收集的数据
+ + + + +

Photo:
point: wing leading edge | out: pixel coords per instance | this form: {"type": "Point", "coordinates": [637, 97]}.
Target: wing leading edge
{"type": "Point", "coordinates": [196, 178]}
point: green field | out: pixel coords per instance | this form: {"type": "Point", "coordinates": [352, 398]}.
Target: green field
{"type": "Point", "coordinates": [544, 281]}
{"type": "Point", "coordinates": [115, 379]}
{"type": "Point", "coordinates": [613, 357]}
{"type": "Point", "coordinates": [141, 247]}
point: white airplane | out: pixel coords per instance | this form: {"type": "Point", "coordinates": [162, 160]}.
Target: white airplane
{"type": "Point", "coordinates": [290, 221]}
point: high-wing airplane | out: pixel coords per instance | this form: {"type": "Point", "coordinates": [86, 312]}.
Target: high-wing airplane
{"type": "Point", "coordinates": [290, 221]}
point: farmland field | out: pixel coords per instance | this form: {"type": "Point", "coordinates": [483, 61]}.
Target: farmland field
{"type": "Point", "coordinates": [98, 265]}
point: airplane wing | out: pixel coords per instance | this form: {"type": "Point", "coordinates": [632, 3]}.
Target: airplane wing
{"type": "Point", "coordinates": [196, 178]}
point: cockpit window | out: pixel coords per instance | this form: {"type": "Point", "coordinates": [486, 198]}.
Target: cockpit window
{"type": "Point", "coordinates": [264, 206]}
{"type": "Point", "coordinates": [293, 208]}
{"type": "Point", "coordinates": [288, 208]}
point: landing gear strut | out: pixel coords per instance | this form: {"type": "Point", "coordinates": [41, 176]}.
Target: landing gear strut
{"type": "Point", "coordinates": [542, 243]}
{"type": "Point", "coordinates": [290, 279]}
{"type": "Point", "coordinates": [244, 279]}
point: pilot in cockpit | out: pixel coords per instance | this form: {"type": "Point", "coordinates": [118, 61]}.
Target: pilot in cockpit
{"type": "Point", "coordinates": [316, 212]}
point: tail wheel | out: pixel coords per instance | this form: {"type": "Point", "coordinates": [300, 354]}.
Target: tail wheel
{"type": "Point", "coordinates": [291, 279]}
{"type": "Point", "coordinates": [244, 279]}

+ + + + +

## 任务要求
请把上面的全部数据重新写出，其中的“airplane”一律改为“aircraft”，其他内容原样保留。

## 完成结果
Photo:
point: wing leading edge | out: pixel coords per instance | this form: {"type": "Point", "coordinates": [637, 97]}.
Target: wing leading edge
{"type": "Point", "coordinates": [196, 178]}
point: green field | out: pixel coords per instance | this form: {"type": "Point", "coordinates": [352, 398]}.
Target: green field
{"type": "Point", "coordinates": [544, 281]}
{"type": "Point", "coordinates": [115, 379]}
{"type": "Point", "coordinates": [613, 357]}
{"type": "Point", "coordinates": [141, 247]}
point: white aircraft | out: pixel coords per instance | this form: {"type": "Point", "coordinates": [162, 160]}.
Target: white aircraft
{"type": "Point", "coordinates": [290, 221]}
point: high-wing aircraft | out: pixel coords per instance | this form: {"type": "Point", "coordinates": [86, 312]}.
Target: high-wing aircraft
{"type": "Point", "coordinates": [290, 221]}
point: farmland field | out: pixel coords per instance | this form: {"type": "Point", "coordinates": [483, 61]}.
Target: farmland field
{"type": "Point", "coordinates": [98, 265]}
point: aircraft wing | out: pixel coords per instance | this form: {"type": "Point", "coordinates": [632, 3]}.
Target: aircraft wing
{"type": "Point", "coordinates": [196, 178]}
point: cockpit window | out: pixel coords per instance | this form: {"type": "Point", "coordinates": [486, 198]}.
Target: cockpit window
{"type": "Point", "coordinates": [264, 206]}
{"type": "Point", "coordinates": [293, 208]}
{"type": "Point", "coordinates": [288, 208]}
point: landing gear strut | out: pixel coords per instance | this form: {"type": "Point", "coordinates": [41, 176]}.
Target: landing gear strut
{"type": "Point", "coordinates": [542, 243]}
{"type": "Point", "coordinates": [290, 279]}
{"type": "Point", "coordinates": [244, 279]}
point: pilot in cockpit | out: pixel coords per instance | this form: {"type": "Point", "coordinates": [118, 61]}.
Target: pilot in cockpit
{"type": "Point", "coordinates": [316, 212]}
point: tail wheel | out: pixel coords per instance | this form: {"type": "Point", "coordinates": [300, 354]}.
Target: tail wheel
{"type": "Point", "coordinates": [291, 279]}
{"type": "Point", "coordinates": [244, 279]}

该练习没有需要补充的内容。